A Fort Lewis College associate professor who was convicted of arson for setting bags of chips on fire at south City Market in Durango was sentenced Thursday to four years in prison.
Bradley Clark stared intently as the judge handed down the sentence. He then hung his head as the bailiffs remanded him into custody.
Clark faced up to six years in prison, or probation. Sixth Judicial District Judge Suzanne Carlson said she felt Clark presents a danger to the community, and did not grant him probation.
“I have concerns about him remaining in the community,” she said.
Carlson said sentencing was tough because the defense and prosecution presented very different versions of Clark.
“I feel like I’m hearing about two different people,” she said.
Clark maintained his innocence and showed no remorse.
Prosecutors mentioned two past occasions in which Clark was accused of arson. One involved a dumpster fire in which he faced arrest but was never charged in 2007. In 2008, Clark was briefly considered as a suspect in a fire set at the college, but there wasn’t enough evidence to make an arrest.
“Mr. Clark is not the world’s most unlucky man being accused of arson three times,” said Sean Murray, appellate deputy district attorney. “He set those fires.”

> **Image point grounding records**

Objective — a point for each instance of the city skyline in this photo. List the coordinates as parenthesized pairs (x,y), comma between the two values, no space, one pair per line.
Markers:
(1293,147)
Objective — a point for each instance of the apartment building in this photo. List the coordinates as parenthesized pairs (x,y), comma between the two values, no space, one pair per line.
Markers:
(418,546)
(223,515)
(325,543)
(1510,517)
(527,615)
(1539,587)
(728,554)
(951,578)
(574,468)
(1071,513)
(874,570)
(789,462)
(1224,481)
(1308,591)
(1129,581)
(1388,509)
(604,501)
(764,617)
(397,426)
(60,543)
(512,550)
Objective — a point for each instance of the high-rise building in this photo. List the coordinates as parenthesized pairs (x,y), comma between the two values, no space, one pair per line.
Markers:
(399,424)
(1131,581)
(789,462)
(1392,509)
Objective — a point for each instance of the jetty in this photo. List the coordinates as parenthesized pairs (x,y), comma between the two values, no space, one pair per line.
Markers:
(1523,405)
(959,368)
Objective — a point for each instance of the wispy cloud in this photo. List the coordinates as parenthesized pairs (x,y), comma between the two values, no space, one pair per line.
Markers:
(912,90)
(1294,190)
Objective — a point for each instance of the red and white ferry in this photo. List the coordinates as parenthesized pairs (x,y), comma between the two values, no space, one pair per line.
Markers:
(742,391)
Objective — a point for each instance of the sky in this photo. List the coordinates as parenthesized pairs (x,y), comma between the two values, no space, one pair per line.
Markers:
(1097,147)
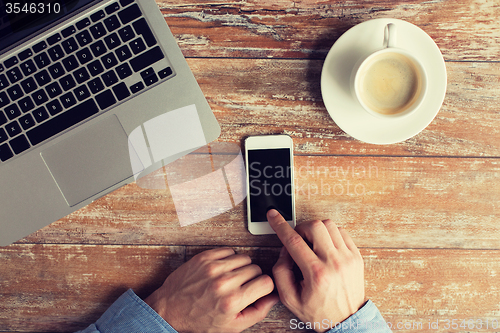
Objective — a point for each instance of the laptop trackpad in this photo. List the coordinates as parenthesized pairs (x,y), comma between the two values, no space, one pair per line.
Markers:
(90,160)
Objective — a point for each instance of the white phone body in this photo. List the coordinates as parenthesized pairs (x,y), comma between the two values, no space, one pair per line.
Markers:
(270,180)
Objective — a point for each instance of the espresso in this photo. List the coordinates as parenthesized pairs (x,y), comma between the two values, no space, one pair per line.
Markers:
(390,83)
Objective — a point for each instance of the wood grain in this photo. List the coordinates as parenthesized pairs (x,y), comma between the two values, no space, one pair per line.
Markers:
(464,30)
(383,201)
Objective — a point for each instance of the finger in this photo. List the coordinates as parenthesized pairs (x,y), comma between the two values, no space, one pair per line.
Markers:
(348,241)
(257,311)
(335,235)
(235,261)
(284,278)
(244,274)
(295,245)
(317,233)
(215,254)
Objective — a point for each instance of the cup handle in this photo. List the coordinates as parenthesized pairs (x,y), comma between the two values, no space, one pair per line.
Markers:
(391,35)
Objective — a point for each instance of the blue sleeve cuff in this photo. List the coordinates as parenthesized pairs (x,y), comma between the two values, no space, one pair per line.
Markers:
(130,314)
(367,319)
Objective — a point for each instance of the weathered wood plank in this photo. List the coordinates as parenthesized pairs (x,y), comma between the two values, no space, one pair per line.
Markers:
(274,96)
(63,288)
(382,201)
(464,29)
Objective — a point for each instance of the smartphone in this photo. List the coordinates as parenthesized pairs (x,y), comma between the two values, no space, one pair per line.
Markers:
(269,178)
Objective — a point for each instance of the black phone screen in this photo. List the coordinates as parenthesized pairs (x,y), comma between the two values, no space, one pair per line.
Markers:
(270,183)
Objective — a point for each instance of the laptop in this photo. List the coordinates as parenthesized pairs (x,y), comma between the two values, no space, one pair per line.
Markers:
(93,94)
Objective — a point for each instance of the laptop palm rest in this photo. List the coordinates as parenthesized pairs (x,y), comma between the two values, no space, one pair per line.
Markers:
(90,161)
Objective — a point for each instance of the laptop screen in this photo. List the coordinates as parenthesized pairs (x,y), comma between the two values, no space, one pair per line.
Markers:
(21,18)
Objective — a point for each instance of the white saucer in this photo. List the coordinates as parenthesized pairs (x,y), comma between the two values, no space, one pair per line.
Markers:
(359,41)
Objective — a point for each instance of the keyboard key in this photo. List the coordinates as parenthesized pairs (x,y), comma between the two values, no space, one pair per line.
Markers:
(39,47)
(121,91)
(4,83)
(26,104)
(126,33)
(4,100)
(56,70)
(146,59)
(125,3)
(54,107)
(42,78)
(15,92)
(95,68)
(112,41)
(123,53)
(5,152)
(70,45)
(137,45)
(82,24)
(112,23)
(19,144)
(3,119)
(12,111)
(70,63)
(109,78)
(67,82)
(54,39)
(98,48)
(3,135)
(55,53)
(97,16)
(40,114)
(129,14)
(11,62)
(25,54)
(84,56)
(53,89)
(105,99)
(141,27)
(137,87)
(123,71)
(109,60)
(165,72)
(27,121)
(83,38)
(14,75)
(63,121)
(40,97)
(97,30)
(42,60)
(68,31)
(82,93)
(13,129)
(112,8)
(28,67)
(81,75)
(95,85)
(28,85)
(68,100)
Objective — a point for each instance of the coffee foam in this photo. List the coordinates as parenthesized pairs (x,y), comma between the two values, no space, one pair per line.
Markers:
(390,83)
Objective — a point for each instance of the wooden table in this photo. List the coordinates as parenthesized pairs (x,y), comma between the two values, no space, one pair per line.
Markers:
(427,221)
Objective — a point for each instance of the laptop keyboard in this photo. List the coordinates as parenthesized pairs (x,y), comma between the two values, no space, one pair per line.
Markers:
(81,70)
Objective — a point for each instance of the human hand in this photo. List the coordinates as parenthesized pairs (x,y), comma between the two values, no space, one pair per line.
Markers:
(214,292)
(333,271)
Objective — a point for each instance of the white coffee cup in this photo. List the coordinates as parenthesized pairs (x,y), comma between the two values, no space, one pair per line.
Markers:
(391,82)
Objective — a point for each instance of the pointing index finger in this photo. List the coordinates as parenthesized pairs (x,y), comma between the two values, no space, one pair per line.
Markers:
(294,243)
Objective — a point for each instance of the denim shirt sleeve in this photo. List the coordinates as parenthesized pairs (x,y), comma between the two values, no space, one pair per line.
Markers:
(130,314)
(367,320)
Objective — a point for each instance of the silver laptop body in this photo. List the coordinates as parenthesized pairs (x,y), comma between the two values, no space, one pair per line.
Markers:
(123,118)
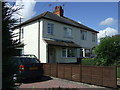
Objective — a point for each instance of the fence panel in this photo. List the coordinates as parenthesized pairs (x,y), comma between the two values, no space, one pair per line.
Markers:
(96,75)
(86,74)
(54,70)
(61,71)
(76,73)
(109,76)
(68,72)
(46,68)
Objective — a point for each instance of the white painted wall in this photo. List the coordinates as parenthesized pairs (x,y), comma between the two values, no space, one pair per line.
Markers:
(43,45)
(59,34)
(31,38)
(61,59)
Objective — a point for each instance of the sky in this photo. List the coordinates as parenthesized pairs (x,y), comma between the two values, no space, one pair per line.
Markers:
(100,16)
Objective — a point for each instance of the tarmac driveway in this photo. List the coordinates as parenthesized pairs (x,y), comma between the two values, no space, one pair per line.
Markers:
(51,82)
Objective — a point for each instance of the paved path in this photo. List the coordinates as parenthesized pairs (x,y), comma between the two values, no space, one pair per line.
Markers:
(57,83)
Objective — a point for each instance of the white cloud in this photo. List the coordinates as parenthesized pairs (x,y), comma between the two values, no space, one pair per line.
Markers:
(27,10)
(108,21)
(107,32)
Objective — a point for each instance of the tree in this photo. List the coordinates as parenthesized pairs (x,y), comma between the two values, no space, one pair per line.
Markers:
(8,44)
(108,51)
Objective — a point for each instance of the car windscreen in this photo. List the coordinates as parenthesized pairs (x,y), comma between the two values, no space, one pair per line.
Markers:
(28,60)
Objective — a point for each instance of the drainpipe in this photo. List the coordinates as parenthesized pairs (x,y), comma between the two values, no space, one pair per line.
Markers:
(39,40)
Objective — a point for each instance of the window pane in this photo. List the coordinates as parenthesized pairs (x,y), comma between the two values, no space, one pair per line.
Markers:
(64,52)
(50,28)
(68,32)
(93,37)
(87,52)
(71,52)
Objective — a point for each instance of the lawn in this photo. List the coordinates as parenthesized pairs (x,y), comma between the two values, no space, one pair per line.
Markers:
(118,72)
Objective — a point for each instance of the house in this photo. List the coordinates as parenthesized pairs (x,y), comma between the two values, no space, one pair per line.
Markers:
(54,38)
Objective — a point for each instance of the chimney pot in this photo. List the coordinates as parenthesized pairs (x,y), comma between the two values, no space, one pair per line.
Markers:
(58,10)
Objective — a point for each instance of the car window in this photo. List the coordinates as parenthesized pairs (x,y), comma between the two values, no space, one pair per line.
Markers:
(15,61)
(29,60)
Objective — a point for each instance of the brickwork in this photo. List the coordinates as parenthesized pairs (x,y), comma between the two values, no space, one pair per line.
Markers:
(98,75)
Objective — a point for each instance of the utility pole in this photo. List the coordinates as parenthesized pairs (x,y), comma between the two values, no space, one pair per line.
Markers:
(20,31)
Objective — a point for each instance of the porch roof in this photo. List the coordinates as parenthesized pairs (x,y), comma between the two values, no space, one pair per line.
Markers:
(62,43)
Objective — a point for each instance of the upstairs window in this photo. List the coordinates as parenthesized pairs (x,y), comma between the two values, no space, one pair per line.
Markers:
(68,52)
(83,35)
(50,28)
(67,32)
(93,37)
(22,33)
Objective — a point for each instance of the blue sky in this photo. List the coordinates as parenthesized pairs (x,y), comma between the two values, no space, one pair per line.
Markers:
(88,13)
(100,16)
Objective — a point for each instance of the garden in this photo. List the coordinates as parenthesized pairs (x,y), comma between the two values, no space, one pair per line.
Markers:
(107,53)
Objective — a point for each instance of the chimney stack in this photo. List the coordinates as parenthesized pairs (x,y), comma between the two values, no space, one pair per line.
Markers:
(58,10)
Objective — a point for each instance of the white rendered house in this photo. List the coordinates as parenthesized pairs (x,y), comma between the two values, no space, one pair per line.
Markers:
(54,38)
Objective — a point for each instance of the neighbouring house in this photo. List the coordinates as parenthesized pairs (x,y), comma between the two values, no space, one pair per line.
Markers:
(54,38)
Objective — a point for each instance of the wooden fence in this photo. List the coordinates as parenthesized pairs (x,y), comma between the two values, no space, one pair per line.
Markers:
(98,75)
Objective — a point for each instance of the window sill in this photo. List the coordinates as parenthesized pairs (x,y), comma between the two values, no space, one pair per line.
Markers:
(68,57)
(50,34)
(68,37)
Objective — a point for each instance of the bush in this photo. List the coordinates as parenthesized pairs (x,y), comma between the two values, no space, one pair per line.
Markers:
(89,61)
(108,51)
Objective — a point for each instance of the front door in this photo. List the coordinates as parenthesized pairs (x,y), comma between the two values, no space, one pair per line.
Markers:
(51,55)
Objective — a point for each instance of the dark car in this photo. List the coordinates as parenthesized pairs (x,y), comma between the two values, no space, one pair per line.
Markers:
(26,67)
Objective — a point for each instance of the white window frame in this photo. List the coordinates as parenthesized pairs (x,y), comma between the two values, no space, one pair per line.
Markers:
(93,37)
(67,32)
(66,52)
(83,35)
(50,28)
(22,33)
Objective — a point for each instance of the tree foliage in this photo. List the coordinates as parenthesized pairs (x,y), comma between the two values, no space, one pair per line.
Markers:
(8,44)
(108,51)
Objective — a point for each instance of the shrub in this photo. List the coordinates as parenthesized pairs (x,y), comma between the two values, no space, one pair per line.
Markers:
(88,61)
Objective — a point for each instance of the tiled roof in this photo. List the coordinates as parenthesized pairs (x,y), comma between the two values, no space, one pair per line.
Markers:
(62,43)
(55,17)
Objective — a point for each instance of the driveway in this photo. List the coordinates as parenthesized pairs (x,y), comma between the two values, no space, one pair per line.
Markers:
(51,82)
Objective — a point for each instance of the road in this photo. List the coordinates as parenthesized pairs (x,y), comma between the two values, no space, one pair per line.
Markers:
(51,82)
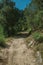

> **TASK INSTRUCTIONS**
Carry on the news report about the professor's arson sentencing, starting after its final quoted remark from the prosecutor. The records have no connection to the text.

> **RESPONSE TO THIS EXERCISE**
Murray said Clark needed to be sentenced to prison so that the community understands there are consequences for committing crimes like arson.
The defense argued that Clark should be allowed probation because he has been out on bail for the past two years without incident. With COVID-19 impacting the court system, it took nearly two years for Clark’s case to be heard.
Clark’s defense team tried to downplay the fire, saying there were no victims.
“This was a tortilla chip fire,” said defense attorney Katie Whitney. “We don’t have a human victim. There’s a lot of information about what could have happened, but the fire was put out in two minutes.”
Clark’s wife, Terisa Clark, was given an opportunity to speak about how the trial has affected her family.
“Our son needs his father,” she said. “His children need him in their life.”
Thursday’s sentencing hearing was a continuation from an earlier hearing. Carlson postponed the initial sentencing hearing to give Clark the opportunity to be screened for Hilltop House, which provides transitional housing to parolees and criminal offenders.
Carlson said community corrections denied Clark’s eligibility for Hilltop House, because he is too much of a concern and it wouldn’t be able to provide the proper supervision.
At the hearing, Clark apologized for sending an email to two former colleagues at FLC who were called in as character witnesses during Clark’s trial. The night of his sentencing, Clark sent an email to his colleagues that said he hoped they’d die.
Efforts to confirm whether Clark is still employed with FLC were not immediately successful Thursday, but he was still listed in the staff directory.
Clark, 49, was found guilty of second-degree arson, attempt to commit first-degree arson and criminal mischief resulting in $20,000 to $100,000 in damage in August.
The Oct. 5, 2019, blaze resulted in more than $76,000 in lost merchandise at the grocery store.
The fire broke out on aisle 7 of the store around 8:05 p.m., creating a haze of smoke throughout the business.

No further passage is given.